Provided passage

^^^^

Symbol files usually reside on the system drive under \%winnt%\symbols. You can move the symbol files anywhere you want, but you need to make sure you set the system environment variable SYMPATH to the directory in which the symbols reside. Make sure you set the System variable and not the logged-on user's variable, because several tools run under the context of the System account.
Running Microsoft Windows NT 4.0 Option Pack. If you're installing symbols on an NT 4.0 server that's running the NT 4.0 Option Pack, you must perform an extra step to set up symbols. After you run the Option Pack Symbol setup, several directories will appear under the Symbol directory (e.g., DLL, EXE, OCX). A directory called IIS4 will also appear, which will have similar directories under it. Copy these directories up one level so that their contents are added to the files in the core directories. (The system will prompt you to overwrite files, which you should do.)
Set up your development servers. For development servers, install all the tools and symbols that you installed on your production and staging servers. Also, install any debugging tools that are part of your development environment. Remember that your development tools should never be on a production server. See your development product documentation for installation procedures.

^^^^

Data extracts

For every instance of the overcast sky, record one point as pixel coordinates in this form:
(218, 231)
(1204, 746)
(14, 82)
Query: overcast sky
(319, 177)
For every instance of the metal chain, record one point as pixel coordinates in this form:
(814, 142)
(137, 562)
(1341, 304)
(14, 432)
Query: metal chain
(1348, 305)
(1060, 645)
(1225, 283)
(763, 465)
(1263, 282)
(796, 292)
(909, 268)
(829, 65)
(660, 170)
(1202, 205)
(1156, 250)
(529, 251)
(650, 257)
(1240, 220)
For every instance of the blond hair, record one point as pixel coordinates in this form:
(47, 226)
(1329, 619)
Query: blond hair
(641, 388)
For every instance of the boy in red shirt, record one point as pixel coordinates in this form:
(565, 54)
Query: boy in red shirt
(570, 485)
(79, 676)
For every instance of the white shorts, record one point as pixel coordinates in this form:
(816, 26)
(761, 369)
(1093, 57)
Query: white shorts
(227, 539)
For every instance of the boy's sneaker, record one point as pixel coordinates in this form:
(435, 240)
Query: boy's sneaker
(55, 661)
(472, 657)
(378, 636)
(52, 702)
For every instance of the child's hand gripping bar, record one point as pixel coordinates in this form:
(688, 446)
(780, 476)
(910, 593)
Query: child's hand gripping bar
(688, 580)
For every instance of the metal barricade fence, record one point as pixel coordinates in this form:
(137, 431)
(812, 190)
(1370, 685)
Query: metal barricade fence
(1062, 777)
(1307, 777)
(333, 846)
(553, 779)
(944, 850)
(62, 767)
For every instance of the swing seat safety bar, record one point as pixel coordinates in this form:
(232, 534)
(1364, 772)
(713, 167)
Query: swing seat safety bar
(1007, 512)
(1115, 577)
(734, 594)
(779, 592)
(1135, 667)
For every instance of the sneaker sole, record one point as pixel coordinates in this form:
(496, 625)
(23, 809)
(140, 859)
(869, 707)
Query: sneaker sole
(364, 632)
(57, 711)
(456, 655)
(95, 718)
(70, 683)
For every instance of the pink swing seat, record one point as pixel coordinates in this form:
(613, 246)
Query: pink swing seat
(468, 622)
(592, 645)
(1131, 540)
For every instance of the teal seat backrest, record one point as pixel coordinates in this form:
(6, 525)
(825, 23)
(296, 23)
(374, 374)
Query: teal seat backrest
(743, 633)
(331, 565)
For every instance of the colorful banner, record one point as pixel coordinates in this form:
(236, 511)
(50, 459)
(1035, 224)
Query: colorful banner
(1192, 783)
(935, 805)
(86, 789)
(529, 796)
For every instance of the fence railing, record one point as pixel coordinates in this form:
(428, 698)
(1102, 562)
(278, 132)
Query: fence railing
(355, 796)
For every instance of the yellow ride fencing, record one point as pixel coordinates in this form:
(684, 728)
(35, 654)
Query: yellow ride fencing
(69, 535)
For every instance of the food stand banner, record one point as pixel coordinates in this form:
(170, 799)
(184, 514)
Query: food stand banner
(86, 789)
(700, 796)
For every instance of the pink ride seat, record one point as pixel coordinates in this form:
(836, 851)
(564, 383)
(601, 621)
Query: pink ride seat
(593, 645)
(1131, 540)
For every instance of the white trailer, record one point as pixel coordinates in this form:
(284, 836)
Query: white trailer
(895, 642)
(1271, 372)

^^^^

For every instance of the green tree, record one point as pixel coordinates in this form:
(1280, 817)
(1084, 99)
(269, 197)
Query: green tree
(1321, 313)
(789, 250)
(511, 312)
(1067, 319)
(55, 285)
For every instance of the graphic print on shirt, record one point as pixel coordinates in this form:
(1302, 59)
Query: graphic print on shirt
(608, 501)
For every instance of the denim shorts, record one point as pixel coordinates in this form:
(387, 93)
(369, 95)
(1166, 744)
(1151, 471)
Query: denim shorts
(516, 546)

^^^^

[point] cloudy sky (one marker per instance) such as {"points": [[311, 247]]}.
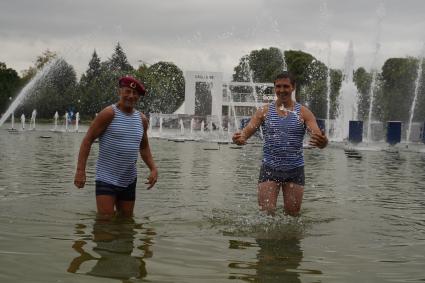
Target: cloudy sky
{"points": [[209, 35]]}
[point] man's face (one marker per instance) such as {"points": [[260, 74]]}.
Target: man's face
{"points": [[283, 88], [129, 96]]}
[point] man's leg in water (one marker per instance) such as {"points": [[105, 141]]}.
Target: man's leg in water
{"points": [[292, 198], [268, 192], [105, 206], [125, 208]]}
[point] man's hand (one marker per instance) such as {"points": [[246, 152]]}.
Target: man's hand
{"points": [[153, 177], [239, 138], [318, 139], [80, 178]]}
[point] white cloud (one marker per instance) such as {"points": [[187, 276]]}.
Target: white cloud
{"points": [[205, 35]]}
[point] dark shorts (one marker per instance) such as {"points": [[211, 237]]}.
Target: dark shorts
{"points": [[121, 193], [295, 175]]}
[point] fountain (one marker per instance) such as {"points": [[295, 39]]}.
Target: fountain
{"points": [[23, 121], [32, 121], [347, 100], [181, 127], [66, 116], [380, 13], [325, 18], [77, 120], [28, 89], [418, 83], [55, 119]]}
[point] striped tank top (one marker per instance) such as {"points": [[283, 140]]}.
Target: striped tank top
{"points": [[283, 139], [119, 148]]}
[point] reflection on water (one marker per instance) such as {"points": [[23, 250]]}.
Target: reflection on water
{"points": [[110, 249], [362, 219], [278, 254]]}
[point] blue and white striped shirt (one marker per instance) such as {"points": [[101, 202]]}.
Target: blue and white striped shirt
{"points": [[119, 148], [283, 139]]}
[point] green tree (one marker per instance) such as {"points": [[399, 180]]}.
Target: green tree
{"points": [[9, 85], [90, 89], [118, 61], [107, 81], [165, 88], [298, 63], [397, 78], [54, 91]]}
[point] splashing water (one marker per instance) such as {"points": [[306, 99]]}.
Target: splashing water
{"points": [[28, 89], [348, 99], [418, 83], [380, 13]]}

^^^^

What needs to be done
Copy out the part of the passage on setting up symbol files between "Running Microsoft Windows" and "you should do.)", inclusive. You won't need the items for this.

Solution to the problem
Running Microsoft Windows NT 4.0 Option Pack. If you're installing symbols on an NT 4.0 server that's running the NT 4.0 Option Pack, you must perform an extra step to set up symbols. After you run the Option Pack Symbol setup, several directories will appear under the Symbol directory (e.g., DLL, EXE, OCX). A directory called IIS4 will also appear, which will have similar directories under it. Copy these directories up one level so that their contents are added to the files in the core directories. (The system will prompt you to overwrite files, which you should do.)